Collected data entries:
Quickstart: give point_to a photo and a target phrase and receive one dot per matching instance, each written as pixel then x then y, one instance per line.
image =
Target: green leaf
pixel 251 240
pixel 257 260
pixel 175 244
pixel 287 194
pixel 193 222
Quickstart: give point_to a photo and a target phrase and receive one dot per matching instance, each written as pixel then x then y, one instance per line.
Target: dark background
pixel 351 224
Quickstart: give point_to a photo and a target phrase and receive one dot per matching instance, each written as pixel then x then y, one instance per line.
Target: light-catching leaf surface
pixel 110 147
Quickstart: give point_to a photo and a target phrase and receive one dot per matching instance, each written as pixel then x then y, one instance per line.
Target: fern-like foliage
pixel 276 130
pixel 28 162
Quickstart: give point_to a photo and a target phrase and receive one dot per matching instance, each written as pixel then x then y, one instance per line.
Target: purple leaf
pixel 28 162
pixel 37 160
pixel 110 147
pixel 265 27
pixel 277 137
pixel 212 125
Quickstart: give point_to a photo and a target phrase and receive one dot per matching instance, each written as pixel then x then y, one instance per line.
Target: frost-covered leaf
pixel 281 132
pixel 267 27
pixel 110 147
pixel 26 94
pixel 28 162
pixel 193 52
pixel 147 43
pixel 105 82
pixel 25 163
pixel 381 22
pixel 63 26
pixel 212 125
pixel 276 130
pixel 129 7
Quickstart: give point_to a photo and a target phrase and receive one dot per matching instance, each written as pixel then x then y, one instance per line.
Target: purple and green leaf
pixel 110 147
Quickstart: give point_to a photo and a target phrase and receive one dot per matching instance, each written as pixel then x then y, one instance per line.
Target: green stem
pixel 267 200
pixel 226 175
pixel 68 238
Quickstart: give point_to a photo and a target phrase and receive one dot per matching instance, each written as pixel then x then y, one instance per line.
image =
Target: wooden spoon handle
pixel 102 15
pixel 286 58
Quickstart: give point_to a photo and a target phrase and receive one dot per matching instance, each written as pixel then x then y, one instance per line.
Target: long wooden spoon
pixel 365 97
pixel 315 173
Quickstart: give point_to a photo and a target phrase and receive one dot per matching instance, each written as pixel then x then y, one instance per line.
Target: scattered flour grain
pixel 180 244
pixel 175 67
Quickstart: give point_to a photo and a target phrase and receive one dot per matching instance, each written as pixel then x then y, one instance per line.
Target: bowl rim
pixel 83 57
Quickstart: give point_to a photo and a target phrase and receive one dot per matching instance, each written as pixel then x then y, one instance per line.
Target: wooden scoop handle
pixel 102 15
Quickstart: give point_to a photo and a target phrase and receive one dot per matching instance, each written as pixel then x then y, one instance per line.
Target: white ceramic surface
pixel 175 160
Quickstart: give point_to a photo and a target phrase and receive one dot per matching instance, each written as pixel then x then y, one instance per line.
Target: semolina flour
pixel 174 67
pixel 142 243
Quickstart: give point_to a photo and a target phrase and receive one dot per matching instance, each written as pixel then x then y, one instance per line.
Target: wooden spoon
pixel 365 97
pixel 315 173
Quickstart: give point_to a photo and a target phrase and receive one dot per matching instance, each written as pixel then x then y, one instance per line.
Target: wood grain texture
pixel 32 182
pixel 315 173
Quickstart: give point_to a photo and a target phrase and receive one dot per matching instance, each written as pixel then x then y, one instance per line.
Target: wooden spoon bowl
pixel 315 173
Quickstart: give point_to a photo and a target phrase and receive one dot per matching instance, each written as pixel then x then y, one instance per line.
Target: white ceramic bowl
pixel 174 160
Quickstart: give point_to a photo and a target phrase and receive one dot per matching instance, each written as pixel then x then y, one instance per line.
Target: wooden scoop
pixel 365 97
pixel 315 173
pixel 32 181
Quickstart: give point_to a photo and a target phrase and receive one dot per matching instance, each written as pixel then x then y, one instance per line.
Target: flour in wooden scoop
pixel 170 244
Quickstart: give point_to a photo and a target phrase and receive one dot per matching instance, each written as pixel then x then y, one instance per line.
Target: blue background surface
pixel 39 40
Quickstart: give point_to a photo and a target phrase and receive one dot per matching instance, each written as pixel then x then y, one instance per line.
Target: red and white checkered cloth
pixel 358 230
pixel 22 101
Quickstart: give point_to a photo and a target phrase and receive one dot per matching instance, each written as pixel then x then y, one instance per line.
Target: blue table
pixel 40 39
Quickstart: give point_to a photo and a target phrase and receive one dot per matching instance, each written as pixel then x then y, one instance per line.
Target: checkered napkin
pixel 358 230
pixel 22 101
---
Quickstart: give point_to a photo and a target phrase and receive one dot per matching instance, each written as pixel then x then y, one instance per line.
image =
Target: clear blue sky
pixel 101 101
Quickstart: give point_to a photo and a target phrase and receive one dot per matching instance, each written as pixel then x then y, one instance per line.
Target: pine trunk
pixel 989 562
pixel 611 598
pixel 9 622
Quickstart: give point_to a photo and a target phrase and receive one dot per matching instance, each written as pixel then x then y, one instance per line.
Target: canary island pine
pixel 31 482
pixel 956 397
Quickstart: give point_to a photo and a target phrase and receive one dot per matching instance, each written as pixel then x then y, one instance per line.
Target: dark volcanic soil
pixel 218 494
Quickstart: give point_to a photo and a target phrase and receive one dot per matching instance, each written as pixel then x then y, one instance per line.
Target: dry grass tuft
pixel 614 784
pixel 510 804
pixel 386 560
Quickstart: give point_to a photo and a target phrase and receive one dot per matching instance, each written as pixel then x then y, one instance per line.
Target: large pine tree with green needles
==
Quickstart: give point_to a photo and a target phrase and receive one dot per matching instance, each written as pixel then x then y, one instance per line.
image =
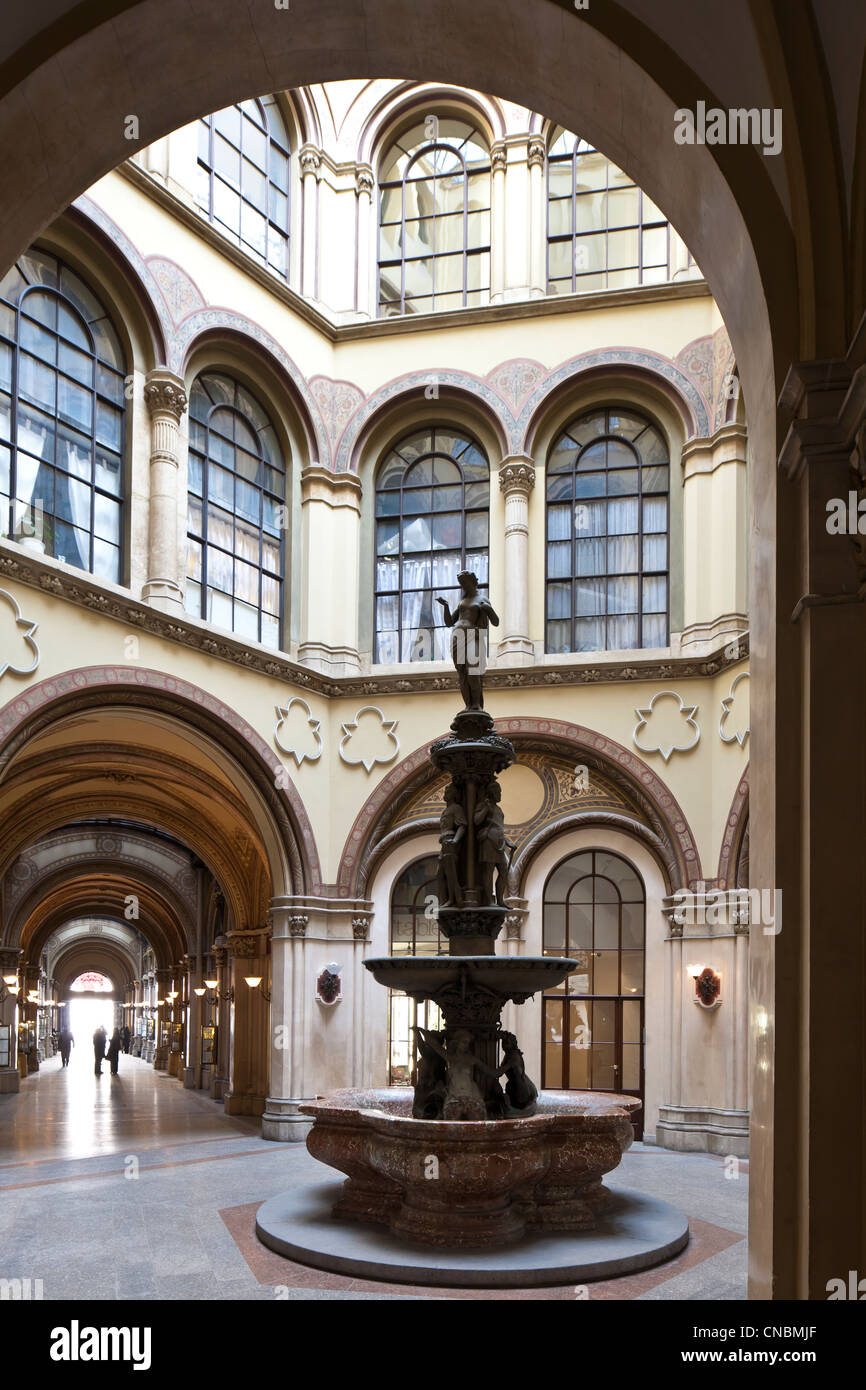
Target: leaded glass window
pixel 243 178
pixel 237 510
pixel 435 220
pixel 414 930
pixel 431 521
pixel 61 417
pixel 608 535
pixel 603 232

REQUIRED TASK: How many lines in the items above contain the word "purple"? Reply with the number only.

SOLUTION TO THE EXERCISE: 2